• TASK STATEMENT:
Only one span of the listing below is wanted: the lines from the one with "Query: long dark hair" through the one with "Every instance of the road", reproduced exactly, both ends kept.

• SOURCE INFORMATION:
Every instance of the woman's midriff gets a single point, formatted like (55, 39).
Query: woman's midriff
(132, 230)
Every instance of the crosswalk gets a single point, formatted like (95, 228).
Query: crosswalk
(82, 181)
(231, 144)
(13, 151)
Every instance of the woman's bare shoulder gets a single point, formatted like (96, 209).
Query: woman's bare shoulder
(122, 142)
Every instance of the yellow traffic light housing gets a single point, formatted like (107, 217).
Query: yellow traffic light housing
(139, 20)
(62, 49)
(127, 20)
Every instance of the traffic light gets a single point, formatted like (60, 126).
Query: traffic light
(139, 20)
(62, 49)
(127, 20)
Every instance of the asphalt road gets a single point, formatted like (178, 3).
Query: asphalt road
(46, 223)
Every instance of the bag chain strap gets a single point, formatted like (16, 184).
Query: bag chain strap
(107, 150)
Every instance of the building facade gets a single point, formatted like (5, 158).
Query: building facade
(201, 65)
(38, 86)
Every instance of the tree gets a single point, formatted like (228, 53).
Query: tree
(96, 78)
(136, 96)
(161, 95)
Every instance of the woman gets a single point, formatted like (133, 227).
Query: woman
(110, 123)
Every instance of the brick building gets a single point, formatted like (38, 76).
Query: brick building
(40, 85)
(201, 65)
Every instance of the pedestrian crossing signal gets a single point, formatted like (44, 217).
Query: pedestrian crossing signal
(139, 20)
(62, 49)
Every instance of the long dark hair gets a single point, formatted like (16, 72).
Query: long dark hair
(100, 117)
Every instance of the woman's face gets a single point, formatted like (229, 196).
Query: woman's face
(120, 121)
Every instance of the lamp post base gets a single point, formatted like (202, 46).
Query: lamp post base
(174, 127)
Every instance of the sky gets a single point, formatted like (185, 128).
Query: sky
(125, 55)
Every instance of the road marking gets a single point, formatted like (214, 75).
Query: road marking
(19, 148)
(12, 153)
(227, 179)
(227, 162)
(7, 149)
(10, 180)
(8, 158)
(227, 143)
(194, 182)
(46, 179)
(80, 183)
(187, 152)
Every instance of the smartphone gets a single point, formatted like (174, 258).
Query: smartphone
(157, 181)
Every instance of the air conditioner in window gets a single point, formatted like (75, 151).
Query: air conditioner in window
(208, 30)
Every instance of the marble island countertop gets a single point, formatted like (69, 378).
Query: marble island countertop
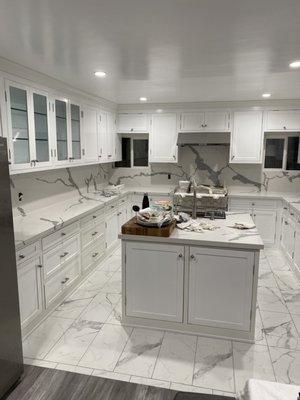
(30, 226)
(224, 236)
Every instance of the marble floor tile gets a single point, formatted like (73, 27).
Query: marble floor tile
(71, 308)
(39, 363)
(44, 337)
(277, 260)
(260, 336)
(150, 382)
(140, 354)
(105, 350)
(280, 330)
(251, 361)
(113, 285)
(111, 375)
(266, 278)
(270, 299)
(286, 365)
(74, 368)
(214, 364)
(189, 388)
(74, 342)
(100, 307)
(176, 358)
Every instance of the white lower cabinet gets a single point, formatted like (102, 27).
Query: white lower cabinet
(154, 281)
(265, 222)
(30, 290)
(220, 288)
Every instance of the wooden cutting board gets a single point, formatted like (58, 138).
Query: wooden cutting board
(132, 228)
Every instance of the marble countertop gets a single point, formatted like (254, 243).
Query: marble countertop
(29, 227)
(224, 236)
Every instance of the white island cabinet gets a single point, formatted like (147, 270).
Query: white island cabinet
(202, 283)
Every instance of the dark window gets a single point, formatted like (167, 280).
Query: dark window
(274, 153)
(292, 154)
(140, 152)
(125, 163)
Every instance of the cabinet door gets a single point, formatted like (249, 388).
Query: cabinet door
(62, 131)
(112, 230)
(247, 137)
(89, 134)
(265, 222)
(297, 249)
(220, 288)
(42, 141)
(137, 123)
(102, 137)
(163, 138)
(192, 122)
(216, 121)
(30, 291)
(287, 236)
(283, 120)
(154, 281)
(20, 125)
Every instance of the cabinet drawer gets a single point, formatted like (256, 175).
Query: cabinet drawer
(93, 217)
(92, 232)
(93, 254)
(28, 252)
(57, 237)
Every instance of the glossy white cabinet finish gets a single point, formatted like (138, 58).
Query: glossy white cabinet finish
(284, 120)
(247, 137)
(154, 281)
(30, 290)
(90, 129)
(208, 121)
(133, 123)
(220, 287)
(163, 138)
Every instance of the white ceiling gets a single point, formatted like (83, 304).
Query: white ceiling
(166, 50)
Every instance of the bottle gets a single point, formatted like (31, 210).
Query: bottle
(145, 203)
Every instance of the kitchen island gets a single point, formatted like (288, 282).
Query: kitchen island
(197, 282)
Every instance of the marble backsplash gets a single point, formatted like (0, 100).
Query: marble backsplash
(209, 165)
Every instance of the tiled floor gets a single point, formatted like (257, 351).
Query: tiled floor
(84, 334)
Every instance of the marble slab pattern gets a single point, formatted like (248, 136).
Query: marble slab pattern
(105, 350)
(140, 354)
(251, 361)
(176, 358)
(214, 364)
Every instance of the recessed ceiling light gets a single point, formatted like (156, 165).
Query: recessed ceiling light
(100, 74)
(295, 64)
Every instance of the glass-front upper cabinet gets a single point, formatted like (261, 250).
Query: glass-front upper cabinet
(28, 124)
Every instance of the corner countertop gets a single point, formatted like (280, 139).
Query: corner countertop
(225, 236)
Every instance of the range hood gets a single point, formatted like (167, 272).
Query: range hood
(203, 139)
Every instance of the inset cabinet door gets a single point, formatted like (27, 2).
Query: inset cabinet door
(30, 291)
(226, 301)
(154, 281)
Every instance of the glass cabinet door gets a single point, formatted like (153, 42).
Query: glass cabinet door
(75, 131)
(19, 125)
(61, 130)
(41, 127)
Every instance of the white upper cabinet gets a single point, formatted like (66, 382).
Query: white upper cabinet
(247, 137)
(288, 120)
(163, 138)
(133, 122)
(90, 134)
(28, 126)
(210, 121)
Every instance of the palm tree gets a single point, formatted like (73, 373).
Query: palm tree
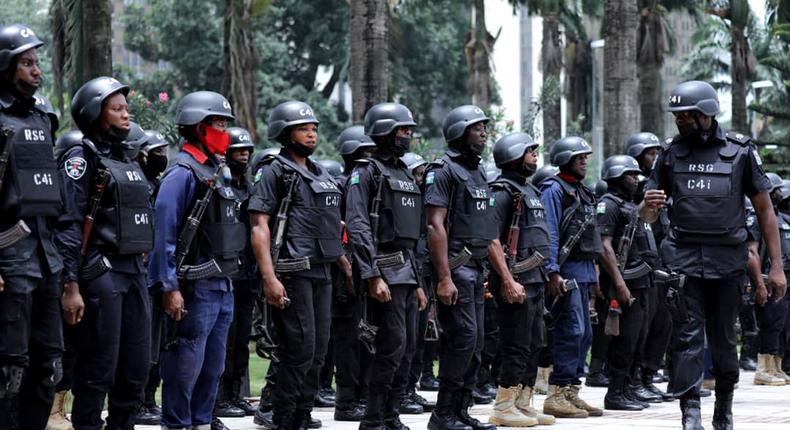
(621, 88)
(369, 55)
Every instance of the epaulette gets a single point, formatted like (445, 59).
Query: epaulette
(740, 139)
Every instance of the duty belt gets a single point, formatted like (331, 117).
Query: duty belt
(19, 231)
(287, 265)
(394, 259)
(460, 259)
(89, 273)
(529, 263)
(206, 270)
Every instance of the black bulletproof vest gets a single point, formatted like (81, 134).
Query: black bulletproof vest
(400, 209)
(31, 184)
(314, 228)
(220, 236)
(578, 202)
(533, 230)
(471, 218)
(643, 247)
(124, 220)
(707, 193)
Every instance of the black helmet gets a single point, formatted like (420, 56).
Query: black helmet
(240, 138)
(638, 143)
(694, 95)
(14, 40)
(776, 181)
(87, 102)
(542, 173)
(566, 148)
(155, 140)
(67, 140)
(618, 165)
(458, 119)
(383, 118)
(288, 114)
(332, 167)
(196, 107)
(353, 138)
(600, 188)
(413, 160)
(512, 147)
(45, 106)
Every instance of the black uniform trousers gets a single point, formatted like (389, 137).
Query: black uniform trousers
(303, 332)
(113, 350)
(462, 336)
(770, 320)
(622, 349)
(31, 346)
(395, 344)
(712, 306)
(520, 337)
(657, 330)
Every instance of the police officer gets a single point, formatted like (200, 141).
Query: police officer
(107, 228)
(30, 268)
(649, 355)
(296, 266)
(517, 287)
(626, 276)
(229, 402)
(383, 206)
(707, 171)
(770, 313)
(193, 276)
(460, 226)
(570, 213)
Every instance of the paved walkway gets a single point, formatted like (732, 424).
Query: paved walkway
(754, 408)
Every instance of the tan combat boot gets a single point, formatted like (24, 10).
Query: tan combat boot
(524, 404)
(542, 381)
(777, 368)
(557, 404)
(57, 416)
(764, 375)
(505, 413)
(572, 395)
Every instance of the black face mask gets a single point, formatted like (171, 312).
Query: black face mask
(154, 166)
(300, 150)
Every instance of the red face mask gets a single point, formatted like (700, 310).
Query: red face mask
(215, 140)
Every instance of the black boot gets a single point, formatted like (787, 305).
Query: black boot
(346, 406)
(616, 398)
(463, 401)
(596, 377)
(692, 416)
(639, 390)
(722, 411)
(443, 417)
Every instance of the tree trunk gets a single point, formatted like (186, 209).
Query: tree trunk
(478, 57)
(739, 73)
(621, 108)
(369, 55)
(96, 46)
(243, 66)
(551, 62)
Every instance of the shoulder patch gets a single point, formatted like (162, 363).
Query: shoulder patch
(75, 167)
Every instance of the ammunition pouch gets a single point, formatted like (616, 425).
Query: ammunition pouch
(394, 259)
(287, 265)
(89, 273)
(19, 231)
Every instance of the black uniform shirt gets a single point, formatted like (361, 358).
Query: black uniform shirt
...
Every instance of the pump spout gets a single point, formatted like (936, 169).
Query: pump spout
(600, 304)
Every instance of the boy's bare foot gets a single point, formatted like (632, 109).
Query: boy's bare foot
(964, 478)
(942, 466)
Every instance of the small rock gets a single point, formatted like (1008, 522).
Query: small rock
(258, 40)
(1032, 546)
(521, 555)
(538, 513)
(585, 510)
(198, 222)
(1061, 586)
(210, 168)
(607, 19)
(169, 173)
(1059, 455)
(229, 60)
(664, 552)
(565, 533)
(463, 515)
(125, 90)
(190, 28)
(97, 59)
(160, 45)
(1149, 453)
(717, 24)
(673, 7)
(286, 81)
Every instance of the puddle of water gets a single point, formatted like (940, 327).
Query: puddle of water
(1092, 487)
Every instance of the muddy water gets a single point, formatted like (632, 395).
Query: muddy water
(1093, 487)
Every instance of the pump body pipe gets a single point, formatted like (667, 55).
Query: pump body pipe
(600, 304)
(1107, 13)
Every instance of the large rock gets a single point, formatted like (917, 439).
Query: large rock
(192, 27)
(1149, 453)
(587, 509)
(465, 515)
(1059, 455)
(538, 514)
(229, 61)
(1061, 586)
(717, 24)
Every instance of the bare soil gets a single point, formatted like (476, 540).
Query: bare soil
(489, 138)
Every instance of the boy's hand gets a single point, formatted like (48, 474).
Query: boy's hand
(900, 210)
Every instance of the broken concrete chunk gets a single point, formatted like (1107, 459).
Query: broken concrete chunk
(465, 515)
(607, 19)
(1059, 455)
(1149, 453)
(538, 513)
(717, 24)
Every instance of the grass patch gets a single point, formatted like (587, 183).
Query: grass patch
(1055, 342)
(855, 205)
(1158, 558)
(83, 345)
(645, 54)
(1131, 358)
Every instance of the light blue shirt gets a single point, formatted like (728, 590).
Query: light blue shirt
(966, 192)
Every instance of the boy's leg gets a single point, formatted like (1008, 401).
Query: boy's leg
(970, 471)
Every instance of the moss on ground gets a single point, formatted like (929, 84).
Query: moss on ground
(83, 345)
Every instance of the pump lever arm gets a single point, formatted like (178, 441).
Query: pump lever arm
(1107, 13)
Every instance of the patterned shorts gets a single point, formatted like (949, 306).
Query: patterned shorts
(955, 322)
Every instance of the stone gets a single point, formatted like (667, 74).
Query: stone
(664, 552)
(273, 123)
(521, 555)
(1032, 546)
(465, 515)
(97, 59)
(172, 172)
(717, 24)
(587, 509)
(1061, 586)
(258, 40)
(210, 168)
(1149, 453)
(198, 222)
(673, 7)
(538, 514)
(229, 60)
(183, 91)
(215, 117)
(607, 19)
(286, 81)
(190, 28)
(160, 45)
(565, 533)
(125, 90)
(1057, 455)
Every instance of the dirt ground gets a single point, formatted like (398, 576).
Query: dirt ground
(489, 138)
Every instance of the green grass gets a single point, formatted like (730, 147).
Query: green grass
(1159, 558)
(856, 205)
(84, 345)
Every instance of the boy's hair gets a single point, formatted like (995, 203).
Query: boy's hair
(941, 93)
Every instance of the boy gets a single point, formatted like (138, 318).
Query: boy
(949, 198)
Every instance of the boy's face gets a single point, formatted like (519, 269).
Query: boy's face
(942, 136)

• RESULT FOR THIS TASK:
Query: long dark hair
(100, 117)
Every instance of the woman's face gets a single point, formatted like (229, 196).
Query: woman's face
(120, 121)
Every instance of the lamp post base gets a single point, formatted like (202, 46).
Query: lamp post base
(174, 127)
Every instance of the sky gets a single point, formatted like (185, 128).
Query: sky
(125, 55)
Every instance of the road marking gets a single point, formatted like (214, 75).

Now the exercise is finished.